__INSTRUCTIONS TO FOLLOW__
Retype every entry word for word.

[Natural-language object grounding data]
--

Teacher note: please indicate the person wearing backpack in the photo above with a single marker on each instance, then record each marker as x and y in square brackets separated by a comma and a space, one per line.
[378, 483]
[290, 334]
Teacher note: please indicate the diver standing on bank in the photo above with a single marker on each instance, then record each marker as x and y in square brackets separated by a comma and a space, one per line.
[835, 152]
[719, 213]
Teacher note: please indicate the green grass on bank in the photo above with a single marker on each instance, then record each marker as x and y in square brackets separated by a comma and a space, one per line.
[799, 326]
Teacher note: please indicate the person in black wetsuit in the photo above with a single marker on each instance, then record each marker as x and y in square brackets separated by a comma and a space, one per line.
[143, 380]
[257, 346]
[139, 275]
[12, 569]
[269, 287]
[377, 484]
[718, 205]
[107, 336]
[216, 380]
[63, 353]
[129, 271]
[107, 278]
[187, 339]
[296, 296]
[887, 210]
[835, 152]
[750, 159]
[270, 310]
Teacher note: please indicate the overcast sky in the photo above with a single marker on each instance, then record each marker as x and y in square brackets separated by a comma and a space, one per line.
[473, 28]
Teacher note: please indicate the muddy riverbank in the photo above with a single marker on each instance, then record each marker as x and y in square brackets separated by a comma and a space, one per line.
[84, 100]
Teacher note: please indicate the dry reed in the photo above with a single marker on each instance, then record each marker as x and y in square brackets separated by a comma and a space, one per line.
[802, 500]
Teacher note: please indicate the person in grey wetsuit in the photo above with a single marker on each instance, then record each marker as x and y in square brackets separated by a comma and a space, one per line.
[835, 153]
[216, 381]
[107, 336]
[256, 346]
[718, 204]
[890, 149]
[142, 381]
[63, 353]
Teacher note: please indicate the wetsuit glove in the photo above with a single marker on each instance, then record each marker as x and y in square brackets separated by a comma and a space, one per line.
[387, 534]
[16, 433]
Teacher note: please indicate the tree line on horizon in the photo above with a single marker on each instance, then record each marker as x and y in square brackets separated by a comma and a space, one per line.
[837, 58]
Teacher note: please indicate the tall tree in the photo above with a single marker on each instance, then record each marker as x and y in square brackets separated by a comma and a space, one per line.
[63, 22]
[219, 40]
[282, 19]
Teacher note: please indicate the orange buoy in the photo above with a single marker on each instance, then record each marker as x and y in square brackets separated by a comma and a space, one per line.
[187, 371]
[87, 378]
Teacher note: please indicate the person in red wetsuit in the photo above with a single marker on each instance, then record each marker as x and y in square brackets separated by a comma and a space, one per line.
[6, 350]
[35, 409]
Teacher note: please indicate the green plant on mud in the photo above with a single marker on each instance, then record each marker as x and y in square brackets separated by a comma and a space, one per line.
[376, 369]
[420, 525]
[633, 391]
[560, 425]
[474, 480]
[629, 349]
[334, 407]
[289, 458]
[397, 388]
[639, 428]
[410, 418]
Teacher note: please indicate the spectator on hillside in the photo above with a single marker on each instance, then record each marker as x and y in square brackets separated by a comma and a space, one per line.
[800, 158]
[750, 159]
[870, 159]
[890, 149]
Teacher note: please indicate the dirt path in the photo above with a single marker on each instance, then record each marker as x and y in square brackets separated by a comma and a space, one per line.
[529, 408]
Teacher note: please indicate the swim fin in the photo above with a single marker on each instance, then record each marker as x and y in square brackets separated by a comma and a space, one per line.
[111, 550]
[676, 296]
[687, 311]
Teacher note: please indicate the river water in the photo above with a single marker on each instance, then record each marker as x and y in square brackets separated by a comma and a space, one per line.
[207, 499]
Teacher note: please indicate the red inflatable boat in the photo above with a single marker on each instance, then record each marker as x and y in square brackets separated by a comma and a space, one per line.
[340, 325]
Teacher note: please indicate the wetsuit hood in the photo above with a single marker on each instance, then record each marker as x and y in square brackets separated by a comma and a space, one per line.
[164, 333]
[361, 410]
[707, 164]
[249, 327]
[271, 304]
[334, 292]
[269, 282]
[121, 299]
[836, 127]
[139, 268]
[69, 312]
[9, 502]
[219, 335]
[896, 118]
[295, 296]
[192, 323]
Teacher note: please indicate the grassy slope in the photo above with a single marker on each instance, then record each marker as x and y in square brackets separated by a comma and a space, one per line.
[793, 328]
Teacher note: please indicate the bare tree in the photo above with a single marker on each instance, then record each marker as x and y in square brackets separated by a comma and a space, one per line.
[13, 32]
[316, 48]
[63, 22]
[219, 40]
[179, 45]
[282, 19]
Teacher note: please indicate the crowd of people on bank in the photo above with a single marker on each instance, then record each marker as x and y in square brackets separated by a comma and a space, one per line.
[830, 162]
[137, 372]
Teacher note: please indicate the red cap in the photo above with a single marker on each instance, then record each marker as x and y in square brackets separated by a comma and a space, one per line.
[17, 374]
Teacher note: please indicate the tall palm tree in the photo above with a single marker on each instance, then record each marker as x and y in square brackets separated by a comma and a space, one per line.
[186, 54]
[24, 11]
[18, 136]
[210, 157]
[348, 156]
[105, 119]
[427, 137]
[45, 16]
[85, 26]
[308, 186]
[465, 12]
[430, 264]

--

__WRITTEN RESPONSE__
Teacher note: please indicate the person wearing backpack in the photo above with a single marker on each instance, then record each marker as x and y in square brackets separated by a comma and a space, one per line.
[378, 483]
[290, 334]
Teacher note: please indicate the diver standing on bank in the photo above with a single marker on each instance, then record each marker as x and y in square brackets separated by a comma and a space, one per line.
[835, 152]
[719, 213]
Teacher note: please indicate the green grass on bank in the photo above with a single marker on each instance, then record each marker as x and y in square brackets separated by a comma and a space, one per line.
[799, 326]
Teacher note: please indicate the person in black wetsuit in the photo above with a single marker on each instance, then record each marker as x and y in square brackets separated by a comma and a space, one per line.
[143, 380]
[257, 346]
[139, 275]
[12, 569]
[269, 287]
[377, 484]
[718, 205]
[107, 336]
[216, 380]
[63, 353]
[129, 271]
[107, 278]
[187, 339]
[296, 296]
[887, 210]
[835, 152]
[750, 159]
[270, 310]
Teacher note: please indicate the overcast sky in the photo above with a single marker on each instance, then record each marker as x and y in square brackets separated by a comma and a space, one per line.
[473, 28]
Teacher note: please indicate the muddy riverbank in the photo above with a single marker on each instance, then record each marker as x and y in square brackets separated by a comma and a space, one per line.
[84, 100]
Teacher note: please indicate the dry reed in the photo above with a single marker on each instance, then record each marker as x and y in square brackets separated by a comma and a space, one per line.
[802, 500]
Teacher note: please indicate the person in grey wetsuit in the photo above with a single marker on each instance, then record each marker as x and y in square brackets separated by a comma and a space, one per line.
[835, 153]
[216, 381]
[107, 336]
[256, 346]
[718, 204]
[890, 149]
[142, 381]
[63, 353]
Teacher note: please indicate the wetsuit glove in the photo above with a single marker on each instance, then record each marker as x and y in square brackets separated by a comma and a space, one per line.
[387, 534]
[16, 433]
Teacher note: please indicate the tree line on horizon in the photo above with a single marker on each instance, then record each marker as x and y in square brackets separated by a comma and a space, one per line.
[837, 58]
Teacher note: please indicate the tall tree in the photo above with a single marker on each instance, then record each marker as x and y in square brackets separated by a comma and a space, one per line.
[63, 22]
[219, 40]
[282, 19]
Teacher note: please indicate the orange buoy in the photo above with a single marker on each instance, then record each marker as x and y in square brackets separated by a comma and a space, one per line.
[187, 371]
[87, 378]
Teacher note: please indicate the person in red wetsuit in the photo above with a single marker on each instance, then record each marker as x and y in square brackets separated by a comma and a space, one per line.
[6, 350]
[35, 409]
Teacher note: please indicate the green plant on mud in the photo above with a single marker on each instance, then record each marker as x and y in square brackets separated by a comma and a space, one per line.
[376, 369]
[420, 525]
[633, 391]
[560, 425]
[474, 480]
[629, 349]
[334, 407]
[289, 458]
[397, 388]
[639, 428]
[410, 418]
Teacher note: please indicate the spectator on hillside in the photo above with a single marker on each instance, then record each marker as x and y in square brackets separated by a comma and a space, one per line.
[800, 158]
[750, 159]
[870, 159]
[890, 149]
Teacher note: please indicate the dirt path in the photo above with a single marker on each instance, then record each marker as x and y in square brackets separated by a comma and a space, one per line.
[529, 408]
Teacher note: please indicate the swim fin in the photo above with a single marker on each instance, then record each marker as x and y in square brackets separated by a comma and a space, one per line.
[111, 550]
[676, 296]
[687, 311]
Teacher note: please indicate the river water in the photo above with a single marker on each instance, then record each marker as x and y in square brackets separated by a comma and a space, one per line.
[207, 499]
Teacher note: please indicate the red inflatable boat in the photo above with a single marker on each instance, then record each marker as x and y in square brackets separated by a comma and a space, one per line.
[340, 325]
Teacher note: please indicate the wetsuit hood in the photo above with a single marker on each instance, then record each marker as x and y in square brackets separated by a comma and a space, one per line.
[164, 333]
[361, 410]
[707, 164]
[249, 327]
[271, 304]
[334, 292]
[269, 282]
[121, 299]
[836, 127]
[139, 268]
[69, 312]
[9, 502]
[219, 335]
[896, 118]
[295, 296]
[192, 323]
Teacher note: please indicate the grassy slope in the photo above with a single marker on each instance, then record each marker as x and y in square brackets separated by a comma and a space, one per line.
[793, 328]
Teacher note: please indicate the bare tree in the photo above with a single marker on each instance, then record each marker as x and y in square brackets separated by a comma and a space, one per line.
[13, 32]
[316, 48]
[63, 22]
[219, 40]
[179, 45]
[282, 19]
Teacher note: please indicate the crowd of people on bank in the photo above with a single marker on each instance, then record each marker as x and y in square brackets separated by a comma and a space, one per line.
[830, 162]
[137, 372]
Teacher note: please indicate the red cap in the photo above with a single marker on each instance, then record each marker as x and y in square brackets separated by a comma and a space, one per line.
[17, 374]
Teacher note: please indicate the tall palm tree in the photo above with a single marker on each instance, then record each marker as x and y in square brackets separated by a comma and a space, one per line.
[186, 54]
[24, 11]
[18, 136]
[210, 157]
[348, 156]
[105, 119]
[427, 137]
[45, 16]
[85, 26]
[308, 186]
[465, 12]
[430, 264]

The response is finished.